From the data below, retype exactly the lines starting with the one that contains "Point to the grass" and ending with the one that contains "Query: grass field", both included.

**Data items**
↓↓↓

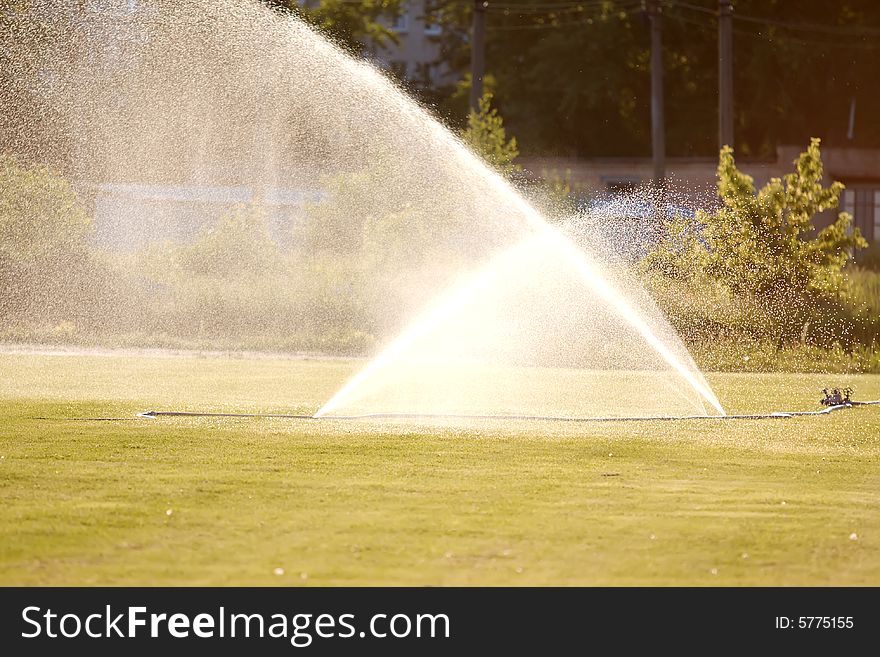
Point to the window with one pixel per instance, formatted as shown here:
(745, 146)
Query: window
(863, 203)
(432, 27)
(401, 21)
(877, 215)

↑↑↑
↓↓↓

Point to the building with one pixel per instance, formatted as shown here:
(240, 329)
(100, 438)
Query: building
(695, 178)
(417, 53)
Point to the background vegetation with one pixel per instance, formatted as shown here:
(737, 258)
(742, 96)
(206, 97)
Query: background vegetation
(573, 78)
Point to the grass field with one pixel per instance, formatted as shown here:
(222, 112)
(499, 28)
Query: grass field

↑↑↑

**Result**
Point to the grass field with one pixel per instance, formatted as shown here:
(222, 112)
(499, 28)
Query: grass field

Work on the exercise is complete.